== TRECHO DO TEXTO ==
········

Resenha: Brasil: A nova agenda social
By Gustavo Noronha
No começo desse ano eu comprei um punhado de livros de política e economia que tinham saído havia uns poucos anos. Alguns deles organizados por Edmar Bacha, um dos mentores dos Planos Cruzado e Real. O primeiro que li foi Brasil: A nova agenda social, co-organizado por Simon Schwartzman e com textos de diversos figurões da área, como Samuel Pessoa e Fabio Giambiagi.
O livro, lançado em 2011 pela editora Livros Técnicos e Científicos, pode ser encontrado para leitura online no archive.org. Muitos dos autores foram ou são ligados ao PSDB de alguma forma e eu gostaria de conhecer contra-pontos, então se alguém conhecer algo parecido com tendências mais petistas, por exemplo, aceito sugestões de muito bom grado!
Ao livro: trata-se de textos discutindo 4 grandes temas de políticas públicas da área social: Saúde, Previdência e distribuição de renda, Educação e Segurança pública, com revisão e avaliação da história recente das políticas (da redemocratização à atualidade), identificação de melhorias em potencial e sugestões de reforma das políticas para efetivá-las.
Há muitos detalhes, debates e números nos textos de cada seção. Não vou me aprofundar nos detalhes, para isso recomendo a leitura do livro, mas vou dar uma passada rápida pelas questões que mais me chamaram atenção de cada uma delas.

········

== DADOS FORNECIDOS ==
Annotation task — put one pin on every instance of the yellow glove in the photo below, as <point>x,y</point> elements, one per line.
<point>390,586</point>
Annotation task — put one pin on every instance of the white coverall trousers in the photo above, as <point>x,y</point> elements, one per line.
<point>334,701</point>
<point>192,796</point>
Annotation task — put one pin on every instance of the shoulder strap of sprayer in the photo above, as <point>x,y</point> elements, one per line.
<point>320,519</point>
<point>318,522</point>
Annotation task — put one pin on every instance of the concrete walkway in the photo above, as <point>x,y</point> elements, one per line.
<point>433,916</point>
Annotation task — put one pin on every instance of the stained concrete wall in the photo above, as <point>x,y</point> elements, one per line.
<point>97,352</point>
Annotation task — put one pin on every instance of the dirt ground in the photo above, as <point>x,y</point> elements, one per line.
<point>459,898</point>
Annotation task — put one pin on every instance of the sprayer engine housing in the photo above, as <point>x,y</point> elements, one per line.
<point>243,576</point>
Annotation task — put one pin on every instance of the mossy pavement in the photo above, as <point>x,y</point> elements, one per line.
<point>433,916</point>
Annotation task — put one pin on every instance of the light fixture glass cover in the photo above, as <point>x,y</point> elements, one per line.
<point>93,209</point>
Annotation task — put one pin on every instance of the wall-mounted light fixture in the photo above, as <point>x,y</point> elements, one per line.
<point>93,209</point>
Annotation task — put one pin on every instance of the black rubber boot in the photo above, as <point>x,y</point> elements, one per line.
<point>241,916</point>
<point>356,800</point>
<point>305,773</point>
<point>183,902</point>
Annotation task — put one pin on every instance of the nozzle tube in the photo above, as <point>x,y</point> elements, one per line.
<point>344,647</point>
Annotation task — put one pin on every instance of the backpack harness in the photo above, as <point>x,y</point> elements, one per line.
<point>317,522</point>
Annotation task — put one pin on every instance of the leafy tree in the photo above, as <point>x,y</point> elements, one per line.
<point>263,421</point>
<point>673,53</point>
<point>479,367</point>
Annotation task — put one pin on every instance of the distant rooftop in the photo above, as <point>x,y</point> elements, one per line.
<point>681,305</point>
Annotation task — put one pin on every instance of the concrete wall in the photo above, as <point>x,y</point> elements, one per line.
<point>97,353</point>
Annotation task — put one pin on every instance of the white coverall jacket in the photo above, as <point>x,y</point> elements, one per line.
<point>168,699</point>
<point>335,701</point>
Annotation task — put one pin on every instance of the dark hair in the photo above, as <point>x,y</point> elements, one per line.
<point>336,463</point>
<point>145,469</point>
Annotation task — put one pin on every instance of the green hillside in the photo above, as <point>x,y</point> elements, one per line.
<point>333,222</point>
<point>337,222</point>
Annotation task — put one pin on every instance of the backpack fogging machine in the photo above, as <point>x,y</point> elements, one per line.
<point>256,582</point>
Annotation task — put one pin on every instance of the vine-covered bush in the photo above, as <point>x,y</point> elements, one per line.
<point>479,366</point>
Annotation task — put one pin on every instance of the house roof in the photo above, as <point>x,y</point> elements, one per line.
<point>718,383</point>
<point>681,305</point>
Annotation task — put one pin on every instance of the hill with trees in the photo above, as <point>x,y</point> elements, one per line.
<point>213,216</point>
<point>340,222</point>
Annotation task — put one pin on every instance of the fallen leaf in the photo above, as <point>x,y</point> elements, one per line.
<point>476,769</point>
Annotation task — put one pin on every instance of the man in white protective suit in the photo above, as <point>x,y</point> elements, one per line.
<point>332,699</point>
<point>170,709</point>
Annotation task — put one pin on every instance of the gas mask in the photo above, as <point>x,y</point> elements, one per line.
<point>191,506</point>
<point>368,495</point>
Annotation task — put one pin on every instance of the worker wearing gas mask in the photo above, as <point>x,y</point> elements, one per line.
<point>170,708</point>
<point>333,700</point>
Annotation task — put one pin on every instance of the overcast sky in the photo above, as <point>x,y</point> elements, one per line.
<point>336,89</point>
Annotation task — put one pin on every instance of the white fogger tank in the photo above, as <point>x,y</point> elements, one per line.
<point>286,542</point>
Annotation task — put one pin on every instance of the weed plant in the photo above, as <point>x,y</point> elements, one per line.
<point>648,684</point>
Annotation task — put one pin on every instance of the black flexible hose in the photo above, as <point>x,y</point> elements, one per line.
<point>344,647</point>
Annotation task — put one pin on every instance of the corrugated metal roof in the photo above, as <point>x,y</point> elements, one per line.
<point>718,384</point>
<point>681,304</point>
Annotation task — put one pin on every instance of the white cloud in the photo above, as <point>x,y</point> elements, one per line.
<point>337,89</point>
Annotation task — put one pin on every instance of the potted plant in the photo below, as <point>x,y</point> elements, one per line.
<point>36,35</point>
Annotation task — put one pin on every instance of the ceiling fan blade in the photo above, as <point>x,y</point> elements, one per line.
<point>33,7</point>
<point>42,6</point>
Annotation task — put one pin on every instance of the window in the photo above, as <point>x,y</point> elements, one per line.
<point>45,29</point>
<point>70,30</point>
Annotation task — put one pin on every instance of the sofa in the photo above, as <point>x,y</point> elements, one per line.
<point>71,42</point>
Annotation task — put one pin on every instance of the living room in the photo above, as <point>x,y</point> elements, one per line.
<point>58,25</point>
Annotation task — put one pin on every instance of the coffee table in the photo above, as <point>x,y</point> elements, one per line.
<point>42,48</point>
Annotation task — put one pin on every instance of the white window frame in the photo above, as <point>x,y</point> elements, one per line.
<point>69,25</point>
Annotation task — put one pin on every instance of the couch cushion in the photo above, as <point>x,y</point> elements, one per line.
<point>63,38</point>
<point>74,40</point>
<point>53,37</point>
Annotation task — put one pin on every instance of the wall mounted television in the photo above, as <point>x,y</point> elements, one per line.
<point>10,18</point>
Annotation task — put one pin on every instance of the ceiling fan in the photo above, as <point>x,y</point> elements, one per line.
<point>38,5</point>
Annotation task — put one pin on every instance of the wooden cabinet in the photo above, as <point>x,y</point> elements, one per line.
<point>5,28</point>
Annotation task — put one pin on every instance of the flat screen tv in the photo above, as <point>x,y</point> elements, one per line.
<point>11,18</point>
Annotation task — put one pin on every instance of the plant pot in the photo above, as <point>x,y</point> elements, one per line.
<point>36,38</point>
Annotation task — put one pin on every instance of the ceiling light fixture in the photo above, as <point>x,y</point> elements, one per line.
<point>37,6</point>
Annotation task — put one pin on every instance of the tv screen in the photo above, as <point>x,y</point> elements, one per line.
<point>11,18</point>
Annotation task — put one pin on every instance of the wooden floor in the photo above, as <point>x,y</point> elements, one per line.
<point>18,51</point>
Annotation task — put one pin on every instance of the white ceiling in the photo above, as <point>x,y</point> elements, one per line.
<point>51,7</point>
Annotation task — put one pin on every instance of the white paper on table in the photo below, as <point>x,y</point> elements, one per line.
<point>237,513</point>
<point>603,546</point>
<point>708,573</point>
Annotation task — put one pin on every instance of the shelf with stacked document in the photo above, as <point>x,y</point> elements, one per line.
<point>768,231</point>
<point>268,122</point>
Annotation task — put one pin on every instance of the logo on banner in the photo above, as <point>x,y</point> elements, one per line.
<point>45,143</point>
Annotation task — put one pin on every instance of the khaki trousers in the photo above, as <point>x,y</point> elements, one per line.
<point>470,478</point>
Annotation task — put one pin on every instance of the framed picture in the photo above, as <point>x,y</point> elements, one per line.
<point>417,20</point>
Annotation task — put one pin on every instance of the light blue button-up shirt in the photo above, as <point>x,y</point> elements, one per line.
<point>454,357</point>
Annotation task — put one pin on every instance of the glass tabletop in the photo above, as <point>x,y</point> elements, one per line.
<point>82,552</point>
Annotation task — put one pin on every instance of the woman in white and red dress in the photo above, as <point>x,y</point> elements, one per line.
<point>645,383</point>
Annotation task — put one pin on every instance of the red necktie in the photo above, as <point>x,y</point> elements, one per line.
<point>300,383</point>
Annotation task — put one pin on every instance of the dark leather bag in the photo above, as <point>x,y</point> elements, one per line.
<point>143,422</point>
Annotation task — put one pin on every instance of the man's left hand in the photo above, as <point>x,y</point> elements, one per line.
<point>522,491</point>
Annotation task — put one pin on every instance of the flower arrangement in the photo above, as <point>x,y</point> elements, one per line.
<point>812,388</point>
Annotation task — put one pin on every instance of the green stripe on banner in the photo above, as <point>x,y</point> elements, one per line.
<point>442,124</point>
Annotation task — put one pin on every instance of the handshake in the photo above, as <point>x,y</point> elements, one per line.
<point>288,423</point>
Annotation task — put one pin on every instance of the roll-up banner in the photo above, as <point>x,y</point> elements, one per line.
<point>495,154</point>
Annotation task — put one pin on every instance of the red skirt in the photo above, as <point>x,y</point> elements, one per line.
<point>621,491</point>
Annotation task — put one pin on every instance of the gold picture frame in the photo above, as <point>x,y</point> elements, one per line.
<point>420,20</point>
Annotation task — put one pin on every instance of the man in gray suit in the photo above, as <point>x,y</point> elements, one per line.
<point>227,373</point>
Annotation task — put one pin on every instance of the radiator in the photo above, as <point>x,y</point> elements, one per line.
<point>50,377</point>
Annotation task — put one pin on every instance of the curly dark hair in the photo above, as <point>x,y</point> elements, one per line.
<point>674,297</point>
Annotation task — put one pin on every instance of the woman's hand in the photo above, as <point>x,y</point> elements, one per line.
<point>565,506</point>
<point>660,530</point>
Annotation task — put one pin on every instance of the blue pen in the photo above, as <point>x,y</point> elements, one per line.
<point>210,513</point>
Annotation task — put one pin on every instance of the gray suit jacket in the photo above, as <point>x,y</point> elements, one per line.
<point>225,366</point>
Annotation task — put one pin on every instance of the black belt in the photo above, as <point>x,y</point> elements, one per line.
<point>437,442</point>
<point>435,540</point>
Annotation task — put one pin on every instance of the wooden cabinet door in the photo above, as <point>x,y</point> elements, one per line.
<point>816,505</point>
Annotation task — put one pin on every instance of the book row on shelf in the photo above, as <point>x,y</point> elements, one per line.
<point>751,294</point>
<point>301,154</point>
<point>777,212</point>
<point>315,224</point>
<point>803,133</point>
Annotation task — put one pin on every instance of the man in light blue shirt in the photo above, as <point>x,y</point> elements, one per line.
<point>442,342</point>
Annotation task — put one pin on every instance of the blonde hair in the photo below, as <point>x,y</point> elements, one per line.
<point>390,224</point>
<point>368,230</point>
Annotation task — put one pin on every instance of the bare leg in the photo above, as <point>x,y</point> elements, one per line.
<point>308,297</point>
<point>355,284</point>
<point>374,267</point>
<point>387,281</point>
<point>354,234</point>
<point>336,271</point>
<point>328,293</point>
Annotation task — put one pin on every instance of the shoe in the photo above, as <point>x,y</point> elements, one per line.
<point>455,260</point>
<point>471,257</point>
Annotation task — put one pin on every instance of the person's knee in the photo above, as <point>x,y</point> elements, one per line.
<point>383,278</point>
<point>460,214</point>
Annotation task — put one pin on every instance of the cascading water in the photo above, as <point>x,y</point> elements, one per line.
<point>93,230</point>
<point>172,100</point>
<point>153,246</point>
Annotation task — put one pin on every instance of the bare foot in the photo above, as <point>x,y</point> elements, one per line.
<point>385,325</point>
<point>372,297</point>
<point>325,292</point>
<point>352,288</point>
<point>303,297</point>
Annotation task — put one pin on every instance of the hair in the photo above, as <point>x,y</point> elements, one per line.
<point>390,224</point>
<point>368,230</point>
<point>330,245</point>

········

== ENUNCIADO 1 ==
Responda com base na resenha:
(a) Em que ano o livro foi lançado e por qual editora?
(b) Quem é apontado como co-organizador do livro?
(c) Quais são os quatro grandes temas de políticas públicas discutidos no livro?
== ENUNCIADO 2 ==
Transcreva fielmente o trecho da resenha que começa em "Resenha: Brasil: A" e desce até "e Fabio Giambiagi.".
== ENUNCIADO 3 ==
Retome a resenha do livro Brasil: A nova agenda social a partir do ponto em que ela para.

== ESPAÇO DA RESPOSTA 1 ==
(a) Em 2011, pela editora Livros Técnicos e Científicos.
(b) Simon Schwartzman.
(c) Saúde, Previdência e distribuição de renda, Educação e Segurança pública.

== ESPAÇO DA RESPOSTA 2 ==
Resenha: Brasil: A nova agenda social
By Gustavo Noronha
No começo desse ano eu comprei um punhado de livros de política e economia que tinham saído havia uns poucos anos. Alguns deles organizados por Edmar Bacha, um dos mentores dos Planos Cruzado e Real. O primeiro que li foi Brasil: A nova agenda social, co-organizado por Simon Schwartzman e com textos de diversos figurões da área, como Samuel Pessoa e Fabio Giambiagi.

== ESPAÇO DA RESPOSTA 3 ==
Saúde
O primeiro texto faz um levantamento do histórico institucional do Sistema Único de Saúde, citando os decretos que o estabeleceram e as Normas Operacionais Básicas (NOBs) que o estruturaram. O grande desafio de tornar realidade o preceito constitucional da gestão decentralizada e as estratégias institucionais adotadas são especialmente interessantes, com estados e municípios ganhando autonomia de forma gradual, conforme demonstrassem melhorias na gestão dos recursos.
Outra discussão interessante, até pela polêmica que há a seu redor, é o papel representado pelas Organizações Sociais (OS), e sua adoção por alguns dos entes federados com melhoria tanto na eficiência do uso dos recursos quanto na qualidade de serviços prestados, de acordo com estudos citados pelo texto. Os textos apontam que a experimentação e inovação institucionais foram praticamente interrompidas a partir de 2003, embora o aumento do gasto tenha sido significativo, expandindo o acesso.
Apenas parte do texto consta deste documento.